## Request
Reproduce the listing below line for line, without any changes, and leave the pictures out of your copy.
--- start of Source material ---
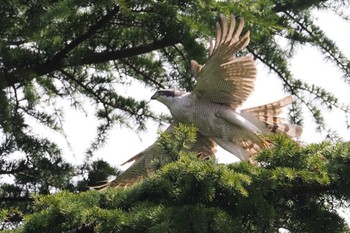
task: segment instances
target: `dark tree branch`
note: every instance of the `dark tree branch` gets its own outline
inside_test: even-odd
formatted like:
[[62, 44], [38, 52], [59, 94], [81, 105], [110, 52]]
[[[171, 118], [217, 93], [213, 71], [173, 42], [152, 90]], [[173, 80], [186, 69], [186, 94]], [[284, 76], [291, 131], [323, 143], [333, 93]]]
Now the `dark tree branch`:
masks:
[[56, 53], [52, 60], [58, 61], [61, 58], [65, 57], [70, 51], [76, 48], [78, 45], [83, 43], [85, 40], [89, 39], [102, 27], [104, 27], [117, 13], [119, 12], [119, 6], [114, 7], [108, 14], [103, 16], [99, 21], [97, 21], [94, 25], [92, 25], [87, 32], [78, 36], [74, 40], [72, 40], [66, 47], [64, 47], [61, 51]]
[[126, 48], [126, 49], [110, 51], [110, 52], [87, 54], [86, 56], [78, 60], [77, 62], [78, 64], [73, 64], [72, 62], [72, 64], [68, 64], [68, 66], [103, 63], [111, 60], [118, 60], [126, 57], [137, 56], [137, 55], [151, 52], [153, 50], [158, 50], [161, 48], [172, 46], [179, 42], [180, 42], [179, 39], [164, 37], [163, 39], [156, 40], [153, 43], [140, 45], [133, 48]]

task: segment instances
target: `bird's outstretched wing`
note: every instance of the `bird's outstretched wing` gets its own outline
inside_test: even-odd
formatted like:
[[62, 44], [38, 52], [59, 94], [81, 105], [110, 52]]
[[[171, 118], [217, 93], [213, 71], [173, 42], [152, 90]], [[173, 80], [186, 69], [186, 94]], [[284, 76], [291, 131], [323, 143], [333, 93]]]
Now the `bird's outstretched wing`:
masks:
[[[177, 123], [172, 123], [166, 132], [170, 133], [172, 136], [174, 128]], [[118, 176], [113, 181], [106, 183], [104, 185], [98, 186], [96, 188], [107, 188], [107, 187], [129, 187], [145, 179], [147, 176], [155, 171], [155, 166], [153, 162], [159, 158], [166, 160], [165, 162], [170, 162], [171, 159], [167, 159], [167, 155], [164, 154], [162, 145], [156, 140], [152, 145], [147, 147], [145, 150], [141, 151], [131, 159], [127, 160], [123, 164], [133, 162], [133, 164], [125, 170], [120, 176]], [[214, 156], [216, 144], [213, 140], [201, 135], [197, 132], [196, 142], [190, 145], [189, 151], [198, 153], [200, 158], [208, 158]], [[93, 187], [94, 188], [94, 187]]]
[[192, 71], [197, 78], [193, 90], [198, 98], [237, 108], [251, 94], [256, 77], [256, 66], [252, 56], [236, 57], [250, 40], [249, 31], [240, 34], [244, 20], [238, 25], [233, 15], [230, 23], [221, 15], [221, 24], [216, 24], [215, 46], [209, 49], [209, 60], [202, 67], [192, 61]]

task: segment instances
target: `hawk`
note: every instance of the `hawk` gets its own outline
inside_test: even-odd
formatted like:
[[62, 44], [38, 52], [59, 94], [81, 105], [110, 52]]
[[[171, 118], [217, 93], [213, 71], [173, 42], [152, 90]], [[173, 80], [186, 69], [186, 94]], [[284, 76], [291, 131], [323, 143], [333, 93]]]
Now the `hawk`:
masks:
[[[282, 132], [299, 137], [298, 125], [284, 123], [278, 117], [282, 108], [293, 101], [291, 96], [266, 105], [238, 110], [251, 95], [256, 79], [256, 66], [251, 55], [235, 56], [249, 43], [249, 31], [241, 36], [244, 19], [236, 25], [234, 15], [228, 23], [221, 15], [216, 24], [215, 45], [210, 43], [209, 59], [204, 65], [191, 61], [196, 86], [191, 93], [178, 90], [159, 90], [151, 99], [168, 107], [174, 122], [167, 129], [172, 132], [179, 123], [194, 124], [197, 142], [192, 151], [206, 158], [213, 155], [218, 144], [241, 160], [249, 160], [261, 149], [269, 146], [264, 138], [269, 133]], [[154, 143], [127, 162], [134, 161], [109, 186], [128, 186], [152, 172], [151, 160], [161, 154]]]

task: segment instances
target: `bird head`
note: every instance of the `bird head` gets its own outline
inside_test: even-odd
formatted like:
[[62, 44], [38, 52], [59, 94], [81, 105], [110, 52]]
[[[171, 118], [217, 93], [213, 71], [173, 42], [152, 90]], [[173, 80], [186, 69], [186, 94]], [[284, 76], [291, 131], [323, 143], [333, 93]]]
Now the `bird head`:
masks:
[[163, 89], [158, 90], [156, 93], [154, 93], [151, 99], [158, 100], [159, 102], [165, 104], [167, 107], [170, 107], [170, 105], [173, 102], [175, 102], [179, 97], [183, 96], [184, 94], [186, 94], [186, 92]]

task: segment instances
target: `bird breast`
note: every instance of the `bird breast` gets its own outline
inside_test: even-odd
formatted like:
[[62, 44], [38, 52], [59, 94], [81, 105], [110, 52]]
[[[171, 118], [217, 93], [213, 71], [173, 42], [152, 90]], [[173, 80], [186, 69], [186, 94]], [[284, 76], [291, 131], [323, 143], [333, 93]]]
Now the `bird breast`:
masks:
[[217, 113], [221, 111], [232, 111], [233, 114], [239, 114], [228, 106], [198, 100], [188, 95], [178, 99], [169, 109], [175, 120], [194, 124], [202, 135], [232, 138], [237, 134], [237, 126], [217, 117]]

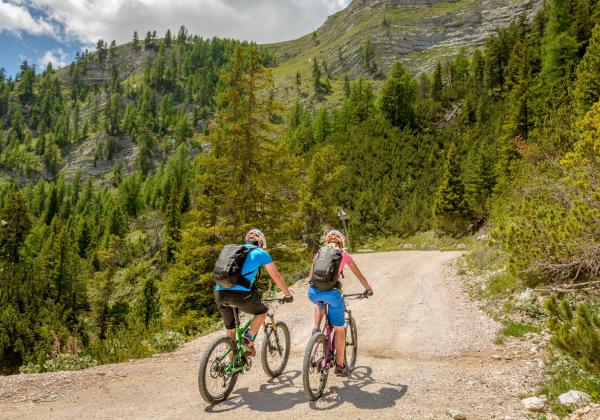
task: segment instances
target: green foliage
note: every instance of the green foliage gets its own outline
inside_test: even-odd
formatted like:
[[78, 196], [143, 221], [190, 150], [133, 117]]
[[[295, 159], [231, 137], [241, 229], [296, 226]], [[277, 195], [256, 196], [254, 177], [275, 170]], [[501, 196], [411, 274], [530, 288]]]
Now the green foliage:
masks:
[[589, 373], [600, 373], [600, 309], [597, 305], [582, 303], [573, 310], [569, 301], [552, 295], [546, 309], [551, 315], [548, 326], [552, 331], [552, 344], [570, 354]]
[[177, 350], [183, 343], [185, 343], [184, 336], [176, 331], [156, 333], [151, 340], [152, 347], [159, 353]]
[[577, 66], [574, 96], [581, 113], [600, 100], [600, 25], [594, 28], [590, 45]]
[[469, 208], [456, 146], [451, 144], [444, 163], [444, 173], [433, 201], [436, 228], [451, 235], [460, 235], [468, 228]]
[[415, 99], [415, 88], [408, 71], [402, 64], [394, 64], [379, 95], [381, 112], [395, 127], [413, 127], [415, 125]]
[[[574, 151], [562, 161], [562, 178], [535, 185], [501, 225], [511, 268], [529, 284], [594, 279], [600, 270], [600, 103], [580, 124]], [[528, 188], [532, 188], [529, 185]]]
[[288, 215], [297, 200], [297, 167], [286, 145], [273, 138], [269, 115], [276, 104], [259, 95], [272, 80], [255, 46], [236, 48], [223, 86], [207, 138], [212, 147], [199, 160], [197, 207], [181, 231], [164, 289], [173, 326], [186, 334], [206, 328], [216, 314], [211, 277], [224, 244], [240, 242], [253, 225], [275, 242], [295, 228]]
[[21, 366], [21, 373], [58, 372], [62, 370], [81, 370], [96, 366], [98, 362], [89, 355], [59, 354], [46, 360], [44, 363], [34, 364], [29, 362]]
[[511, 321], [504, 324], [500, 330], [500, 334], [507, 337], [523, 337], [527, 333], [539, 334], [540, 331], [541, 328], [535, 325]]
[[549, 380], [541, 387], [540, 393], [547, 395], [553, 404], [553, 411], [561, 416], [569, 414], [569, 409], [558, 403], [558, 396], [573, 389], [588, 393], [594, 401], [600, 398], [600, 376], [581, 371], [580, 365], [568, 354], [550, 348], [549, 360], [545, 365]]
--- end of Source material ---
## Task answer
task: segment instances
target: `dark tree branch`
note: every instance of the `dark tree branch` gets its own outline
inside_test: even-odd
formatted like:
[[62, 44], [38, 52], [59, 94], [81, 105], [110, 52]]
[[[171, 118], [217, 93], [213, 71], [173, 42], [152, 90]], [[173, 80], [186, 69], [186, 94]], [[284, 76], [291, 131], [323, 143], [333, 93]]]
Now the `dark tree branch`:
masks:
[[56, 53], [52, 60], [58, 61], [61, 58], [65, 57], [70, 51], [76, 48], [78, 45], [83, 43], [85, 40], [89, 39], [102, 27], [104, 27], [117, 13], [119, 12], [119, 6], [114, 7], [108, 14], [103, 16], [99, 21], [97, 21], [94, 25], [92, 25], [87, 32], [78, 36], [74, 40], [72, 40], [66, 47], [64, 47], [61, 51]]
[[126, 48], [126, 49], [110, 51], [110, 52], [87, 54], [86, 56], [78, 60], [77, 62], [78, 64], [73, 64], [72, 62], [72, 64], [68, 64], [68, 66], [103, 63], [111, 60], [118, 60], [126, 57], [137, 56], [137, 55], [151, 52], [153, 50], [158, 50], [161, 48], [172, 46], [179, 42], [180, 42], [179, 39], [164, 37], [163, 39], [156, 40], [153, 43], [140, 45], [133, 48]]

task: segment instances
target: `bird's outstretched wing`
note: every instance of the `bird's outstretched wing` gets its own outline
inside_test: even-odd
formatted like:
[[62, 44], [38, 52], [59, 94], [81, 105], [110, 52]]
[[[171, 118], [217, 93], [213, 71], [173, 42], [152, 90]], [[173, 80], [186, 69], [186, 94]], [[284, 76], [291, 131], [323, 143], [333, 93]]]
Now the `bird's outstretched wing`:
masks:
[[[177, 123], [172, 123], [166, 132], [170, 133], [172, 136], [174, 128]], [[118, 176], [113, 181], [106, 183], [104, 185], [98, 186], [96, 188], [107, 188], [107, 187], [129, 187], [145, 179], [147, 176], [155, 171], [155, 166], [153, 162], [159, 158], [166, 160], [165, 162], [170, 162], [171, 159], [167, 159], [167, 155], [164, 154], [162, 145], [156, 140], [152, 145], [147, 147], [145, 150], [141, 151], [131, 159], [127, 160], [123, 164], [133, 162], [133, 164], [125, 170], [120, 176]], [[214, 156], [216, 144], [213, 140], [201, 135], [197, 132], [196, 142], [190, 145], [189, 151], [198, 153], [200, 158], [208, 158]], [[93, 187], [94, 188], [94, 187]]]
[[192, 71], [197, 78], [193, 90], [198, 98], [237, 108], [251, 94], [256, 77], [256, 66], [252, 56], [236, 57], [250, 40], [249, 31], [240, 34], [244, 20], [238, 25], [233, 15], [230, 23], [221, 15], [221, 24], [216, 24], [215, 46], [209, 49], [209, 60], [202, 67], [192, 61]]

task: segment instances
target: `hawk`
note: every instance of the `hawk` gets its own outline
inside_test: even-odd
formatted like:
[[62, 44], [38, 52], [59, 94], [81, 105], [110, 52]]
[[[171, 118], [217, 93], [213, 71], [173, 42], [152, 90]], [[173, 80], [186, 69], [186, 94]], [[284, 76], [291, 131], [323, 143], [333, 93]]]
Now the `hawk`:
masks:
[[[282, 132], [299, 137], [298, 125], [284, 123], [278, 117], [282, 108], [293, 101], [291, 96], [266, 105], [238, 110], [251, 95], [256, 79], [256, 66], [251, 55], [235, 56], [249, 43], [249, 31], [241, 36], [244, 19], [236, 25], [234, 15], [228, 23], [221, 15], [216, 24], [215, 45], [210, 43], [209, 59], [204, 65], [191, 61], [196, 86], [191, 93], [178, 90], [159, 90], [151, 99], [168, 107], [174, 122], [167, 129], [172, 132], [179, 123], [194, 124], [197, 142], [192, 151], [206, 158], [213, 155], [218, 144], [241, 160], [249, 160], [261, 149], [269, 146], [264, 138], [269, 133]], [[154, 143], [127, 162], [134, 161], [109, 186], [128, 186], [152, 172], [151, 160], [161, 154]]]

task: segment instances
target: `bird head`
note: every instance of the `bird head` gets its own outline
inside_test: even-odd
formatted like:
[[62, 44], [38, 52], [59, 94], [81, 105], [110, 52]]
[[[171, 118], [217, 93], [213, 71], [173, 42], [152, 90]], [[173, 80], [186, 69], [186, 94]], [[284, 76], [291, 131], [323, 143], [333, 93]]]
Now the `bird head`:
masks:
[[163, 89], [158, 90], [156, 93], [154, 93], [151, 99], [158, 100], [159, 102], [165, 104], [167, 107], [170, 107], [170, 105], [173, 102], [175, 102], [179, 97], [183, 96], [184, 94], [186, 94], [186, 92]]

task: segment instances
target: `bird breast`
note: every instance of the `bird breast` gets its own outline
inside_test: even-odd
formatted like:
[[62, 44], [38, 52], [59, 94], [81, 105], [110, 52]]
[[[171, 118], [217, 93], [213, 71], [173, 42], [152, 90]], [[173, 80], [186, 69], [186, 94]], [[284, 76], [291, 131], [323, 143], [333, 93]]]
Now the `bird breast`:
masks:
[[217, 113], [221, 111], [232, 111], [233, 114], [239, 114], [228, 106], [198, 100], [188, 95], [178, 99], [169, 109], [175, 120], [194, 124], [202, 135], [232, 138], [237, 134], [237, 126], [217, 117]]

task: segment instances
target: green foliage
note: every instance of the green foliage gets its own outline
inside_test: even-odd
formatted like:
[[78, 196], [143, 221], [190, 150], [133, 117]]
[[[295, 159], [231, 137], [241, 229], [296, 226]], [[277, 195], [256, 196], [254, 177], [275, 170]], [[501, 196], [411, 274], [530, 288]]]
Now the green foliage:
masks:
[[589, 373], [600, 373], [600, 309], [597, 305], [582, 303], [573, 310], [569, 301], [552, 295], [546, 309], [551, 315], [548, 326], [552, 331], [552, 344], [570, 354]]
[[177, 350], [183, 343], [185, 343], [184, 336], [176, 331], [156, 333], [151, 340], [152, 347], [159, 353]]
[[577, 66], [574, 96], [581, 113], [600, 100], [600, 25], [594, 28], [590, 45]]
[[469, 208], [456, 146], [451, 144], [444, 163], [444, 173], [433, 201], [436, 228], [451, 235], [460, 235], [468, 228]]
[[415, 99], [415, 88], [408, 71], [402, 64], [394, 64], [379, 95], [381, 112], [395, 127], [413, 127], [415, 125]]
[[[574, 151], [562, 161], [562, 178], [535, 185], [501, 225], [511, 268], [529, 284], [594, 279], [600, 270], [600, 103], [580, 124]], [[528, 188], [532, 188], [529, 185]]]
[[288, 215], [297, 200], [297, 167], [286, 145], [273, 138], [269, 115], [276, 104], [259, 95], [272, 80], [255, 46], [236, 48], [223, 86], [207, 138], [212, 147], [199, 160], [197, 207], [181, 231], [164, 289], [173, 326], [186, 334], [206, 328], [216, 314], [211, 277], [224, 244], [240, 242], [253, 225], [275, 242], [295, 228]]
[[21, 366], [21, 373], [58, 372], [62, 370], [81, 370], [96, 366], [98, 362], [89, 355], [59, 354], [46, 360], [44, 363], [34, 364], [29, 362]]
[[511, 321], [504, 324], [500, 330], [500, 334], [507, 337], [523, 337], [527, 333], [539, 334], [540, 331], [541, 328], [535, 325]]
[[549, 380], [541, 387], [540, 393], [547, 395], [553, 404], [553, 411], [561, 416], [569, 414], [569, 409], [558, 403], [558, 396], [573, 389], [588, 393], [594, 401], [600, 398], [600, 376], [581, 371], [580, 365], [568, 354], [550, 348], [549, 360], [545, 365]]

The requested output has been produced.